— start —
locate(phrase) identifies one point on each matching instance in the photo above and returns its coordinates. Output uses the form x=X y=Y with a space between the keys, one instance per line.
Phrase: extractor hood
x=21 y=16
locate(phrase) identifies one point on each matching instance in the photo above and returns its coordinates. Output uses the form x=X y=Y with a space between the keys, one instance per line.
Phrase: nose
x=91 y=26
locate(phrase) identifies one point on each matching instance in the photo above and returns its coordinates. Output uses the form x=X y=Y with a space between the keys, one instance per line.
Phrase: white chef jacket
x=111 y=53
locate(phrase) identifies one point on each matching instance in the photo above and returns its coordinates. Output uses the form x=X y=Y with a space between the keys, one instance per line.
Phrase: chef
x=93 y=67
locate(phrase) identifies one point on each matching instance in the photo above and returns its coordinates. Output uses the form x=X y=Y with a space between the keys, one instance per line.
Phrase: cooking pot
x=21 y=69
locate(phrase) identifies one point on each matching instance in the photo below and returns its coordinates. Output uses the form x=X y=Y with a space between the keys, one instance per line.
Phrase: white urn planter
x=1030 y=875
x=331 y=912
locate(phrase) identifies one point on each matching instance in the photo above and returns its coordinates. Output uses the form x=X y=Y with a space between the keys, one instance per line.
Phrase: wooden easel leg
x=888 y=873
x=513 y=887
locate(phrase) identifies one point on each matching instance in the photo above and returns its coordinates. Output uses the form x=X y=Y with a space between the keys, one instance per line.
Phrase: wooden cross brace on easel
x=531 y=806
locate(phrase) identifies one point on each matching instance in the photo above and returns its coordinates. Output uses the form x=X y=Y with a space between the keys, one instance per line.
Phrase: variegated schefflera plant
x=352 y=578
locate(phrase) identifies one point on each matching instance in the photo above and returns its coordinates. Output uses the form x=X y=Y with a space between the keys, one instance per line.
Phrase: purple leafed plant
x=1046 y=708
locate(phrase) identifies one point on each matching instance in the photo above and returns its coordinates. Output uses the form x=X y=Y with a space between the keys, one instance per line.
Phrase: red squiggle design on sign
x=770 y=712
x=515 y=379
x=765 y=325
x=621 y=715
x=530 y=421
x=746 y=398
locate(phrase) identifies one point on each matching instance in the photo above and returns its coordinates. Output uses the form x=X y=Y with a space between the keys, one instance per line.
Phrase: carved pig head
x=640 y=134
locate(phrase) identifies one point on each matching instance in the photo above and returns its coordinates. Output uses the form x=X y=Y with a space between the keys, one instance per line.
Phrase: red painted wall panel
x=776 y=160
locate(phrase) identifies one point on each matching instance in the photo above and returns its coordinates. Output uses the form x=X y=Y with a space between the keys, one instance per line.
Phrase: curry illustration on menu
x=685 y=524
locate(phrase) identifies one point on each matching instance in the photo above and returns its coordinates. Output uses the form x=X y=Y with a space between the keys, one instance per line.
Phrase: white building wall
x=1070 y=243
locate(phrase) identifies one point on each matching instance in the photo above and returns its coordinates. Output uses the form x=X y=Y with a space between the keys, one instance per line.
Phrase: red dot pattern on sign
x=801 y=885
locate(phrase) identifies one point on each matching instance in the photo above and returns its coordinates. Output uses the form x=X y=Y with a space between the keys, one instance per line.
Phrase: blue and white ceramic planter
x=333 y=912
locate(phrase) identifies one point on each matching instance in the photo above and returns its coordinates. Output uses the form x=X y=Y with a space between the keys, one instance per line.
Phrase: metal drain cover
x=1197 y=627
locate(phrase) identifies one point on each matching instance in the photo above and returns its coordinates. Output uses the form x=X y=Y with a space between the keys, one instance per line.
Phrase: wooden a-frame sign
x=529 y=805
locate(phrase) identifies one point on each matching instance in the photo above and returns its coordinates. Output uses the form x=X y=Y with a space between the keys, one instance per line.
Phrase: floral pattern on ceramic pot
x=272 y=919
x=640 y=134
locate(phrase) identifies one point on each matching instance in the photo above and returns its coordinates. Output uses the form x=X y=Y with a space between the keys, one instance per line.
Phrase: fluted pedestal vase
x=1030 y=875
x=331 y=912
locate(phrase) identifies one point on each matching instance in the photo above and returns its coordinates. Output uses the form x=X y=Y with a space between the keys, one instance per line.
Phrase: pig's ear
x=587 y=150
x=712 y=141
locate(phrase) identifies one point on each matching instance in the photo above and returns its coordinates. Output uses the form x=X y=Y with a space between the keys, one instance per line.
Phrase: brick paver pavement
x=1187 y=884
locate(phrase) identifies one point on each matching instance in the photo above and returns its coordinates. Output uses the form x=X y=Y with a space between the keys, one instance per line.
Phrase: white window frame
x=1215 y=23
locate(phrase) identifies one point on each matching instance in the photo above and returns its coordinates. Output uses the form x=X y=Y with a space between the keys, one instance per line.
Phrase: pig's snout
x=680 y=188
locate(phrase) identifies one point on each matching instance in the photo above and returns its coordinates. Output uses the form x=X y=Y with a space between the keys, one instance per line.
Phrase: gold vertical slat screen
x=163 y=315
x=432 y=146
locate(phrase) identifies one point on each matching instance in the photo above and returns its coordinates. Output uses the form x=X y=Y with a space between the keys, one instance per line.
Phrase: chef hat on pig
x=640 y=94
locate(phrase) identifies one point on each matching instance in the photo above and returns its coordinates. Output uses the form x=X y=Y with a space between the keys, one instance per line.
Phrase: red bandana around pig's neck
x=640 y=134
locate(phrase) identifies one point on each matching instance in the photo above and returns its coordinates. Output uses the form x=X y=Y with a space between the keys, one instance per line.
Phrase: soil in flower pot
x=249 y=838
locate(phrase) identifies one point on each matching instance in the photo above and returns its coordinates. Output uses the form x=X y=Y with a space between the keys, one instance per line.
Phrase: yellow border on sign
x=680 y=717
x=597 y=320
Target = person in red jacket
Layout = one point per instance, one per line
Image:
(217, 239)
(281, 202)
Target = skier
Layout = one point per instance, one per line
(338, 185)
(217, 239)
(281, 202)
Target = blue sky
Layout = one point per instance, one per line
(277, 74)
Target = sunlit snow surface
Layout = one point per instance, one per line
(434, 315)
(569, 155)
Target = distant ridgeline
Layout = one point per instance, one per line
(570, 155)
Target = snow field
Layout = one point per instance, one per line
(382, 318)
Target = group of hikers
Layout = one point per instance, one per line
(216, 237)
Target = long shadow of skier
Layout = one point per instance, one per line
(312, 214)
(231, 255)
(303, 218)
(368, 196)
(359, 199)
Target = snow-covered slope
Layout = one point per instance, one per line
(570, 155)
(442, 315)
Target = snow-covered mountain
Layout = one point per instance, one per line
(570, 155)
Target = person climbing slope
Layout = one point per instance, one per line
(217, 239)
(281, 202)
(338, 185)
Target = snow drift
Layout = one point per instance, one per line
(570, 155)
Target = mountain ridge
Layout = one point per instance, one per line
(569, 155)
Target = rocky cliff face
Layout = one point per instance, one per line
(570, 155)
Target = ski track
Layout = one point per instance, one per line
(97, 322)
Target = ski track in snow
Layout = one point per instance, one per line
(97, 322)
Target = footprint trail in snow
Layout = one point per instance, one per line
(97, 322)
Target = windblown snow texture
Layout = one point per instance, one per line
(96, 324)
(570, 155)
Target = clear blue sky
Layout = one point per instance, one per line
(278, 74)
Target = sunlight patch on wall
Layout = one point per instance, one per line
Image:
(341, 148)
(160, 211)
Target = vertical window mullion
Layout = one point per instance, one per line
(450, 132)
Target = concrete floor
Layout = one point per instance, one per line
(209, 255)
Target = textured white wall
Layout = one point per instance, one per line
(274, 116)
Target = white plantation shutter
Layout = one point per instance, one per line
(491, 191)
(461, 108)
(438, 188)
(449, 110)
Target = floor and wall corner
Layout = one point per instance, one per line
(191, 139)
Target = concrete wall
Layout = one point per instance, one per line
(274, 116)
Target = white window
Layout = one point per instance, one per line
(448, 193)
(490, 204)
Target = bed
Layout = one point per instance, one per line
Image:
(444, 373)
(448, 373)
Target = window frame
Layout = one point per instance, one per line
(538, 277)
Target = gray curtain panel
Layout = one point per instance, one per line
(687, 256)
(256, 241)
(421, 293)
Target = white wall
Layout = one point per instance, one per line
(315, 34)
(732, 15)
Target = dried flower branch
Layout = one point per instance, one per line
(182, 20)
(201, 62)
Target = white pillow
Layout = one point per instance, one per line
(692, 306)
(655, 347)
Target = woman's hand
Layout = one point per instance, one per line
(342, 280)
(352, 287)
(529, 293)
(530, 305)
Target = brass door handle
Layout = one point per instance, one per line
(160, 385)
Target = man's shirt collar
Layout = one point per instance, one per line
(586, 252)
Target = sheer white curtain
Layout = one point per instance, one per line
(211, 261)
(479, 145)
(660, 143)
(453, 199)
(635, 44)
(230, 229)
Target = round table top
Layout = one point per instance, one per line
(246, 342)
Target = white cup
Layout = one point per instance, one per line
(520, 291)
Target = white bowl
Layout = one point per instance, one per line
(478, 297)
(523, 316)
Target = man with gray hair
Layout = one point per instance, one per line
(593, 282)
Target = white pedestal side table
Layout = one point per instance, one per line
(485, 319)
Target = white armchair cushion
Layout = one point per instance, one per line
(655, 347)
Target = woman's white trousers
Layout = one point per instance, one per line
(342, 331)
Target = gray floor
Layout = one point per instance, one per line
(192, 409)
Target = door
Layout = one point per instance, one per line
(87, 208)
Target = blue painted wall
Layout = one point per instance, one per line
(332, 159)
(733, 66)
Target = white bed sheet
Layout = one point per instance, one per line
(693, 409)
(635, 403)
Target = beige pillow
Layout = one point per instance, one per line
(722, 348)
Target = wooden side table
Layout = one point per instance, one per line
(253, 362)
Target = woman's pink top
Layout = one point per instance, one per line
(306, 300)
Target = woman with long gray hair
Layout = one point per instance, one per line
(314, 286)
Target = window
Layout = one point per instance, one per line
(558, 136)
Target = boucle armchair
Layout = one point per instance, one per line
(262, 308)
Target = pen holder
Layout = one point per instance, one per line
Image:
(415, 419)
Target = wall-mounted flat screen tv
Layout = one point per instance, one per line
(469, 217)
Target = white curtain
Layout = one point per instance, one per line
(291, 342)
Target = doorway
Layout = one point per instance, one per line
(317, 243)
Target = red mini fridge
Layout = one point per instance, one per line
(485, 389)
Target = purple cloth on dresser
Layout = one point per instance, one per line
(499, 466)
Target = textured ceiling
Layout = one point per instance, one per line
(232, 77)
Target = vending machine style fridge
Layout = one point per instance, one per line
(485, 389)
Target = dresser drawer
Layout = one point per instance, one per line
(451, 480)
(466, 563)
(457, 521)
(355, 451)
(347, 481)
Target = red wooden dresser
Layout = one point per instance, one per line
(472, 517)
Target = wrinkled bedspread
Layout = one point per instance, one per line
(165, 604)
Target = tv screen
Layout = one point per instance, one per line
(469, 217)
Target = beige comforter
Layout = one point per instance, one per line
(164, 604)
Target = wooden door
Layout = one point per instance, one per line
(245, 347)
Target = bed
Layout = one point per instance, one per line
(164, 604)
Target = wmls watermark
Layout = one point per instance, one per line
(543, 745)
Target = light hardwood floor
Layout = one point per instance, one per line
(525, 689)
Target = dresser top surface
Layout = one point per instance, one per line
— end —
### WORK TO COMPLETE
Using the material above, extract the line that contains "Target = white curtain" and every line after it, exactly as given; stop at the last line.

### RESPONSE TO THE EXERCISE
Target = white curtain
Layout = one point per instance, one per line
(291, 342)
Target = doorway
Layout = one point per instance, one per line
(317, 243)
Target = red mini fridge
Layout = one point per instance, one per line
(485, 389)
Target = purple cloth on dresser
Layout = one point per instance, one per line
(499, 466)
Target = textured ceiling
Layout = one point per instance, one per line
(232, 77)
Target = vending machine style fridge
Layout = one point per instance, one per line
(485, 389)
Target = dresser drawer
Layout = one point per instance, one per line
(451, 480)
(466, 563)
(457, 521)
(355, 451)
(347, 481)
Target = red wooden dresser
Layout = one point per instance, one per line
(472, 517)
Target = wrinkled bedspread
Layout = one point per instance, one per line
(165, 604)
Target = tv screen
Layout = one point per instance, one per line
(469, 217)
Target = beige comforter
Layout = one point per instance, one per line
(164, 604)
Target = wooden door
Layout = one point per instance, one per line
(245, 347)
Target = bed
Layout = one point per instance, one per line
(164, 604)
Target = wmls watermark
Layout = one point per instance, one per line
(543, 745)
Target = light hardwood floor
Layout = one point per instance, one per line
(525, 689)
Target = dresser top surface
Layout = one point per instance, one per line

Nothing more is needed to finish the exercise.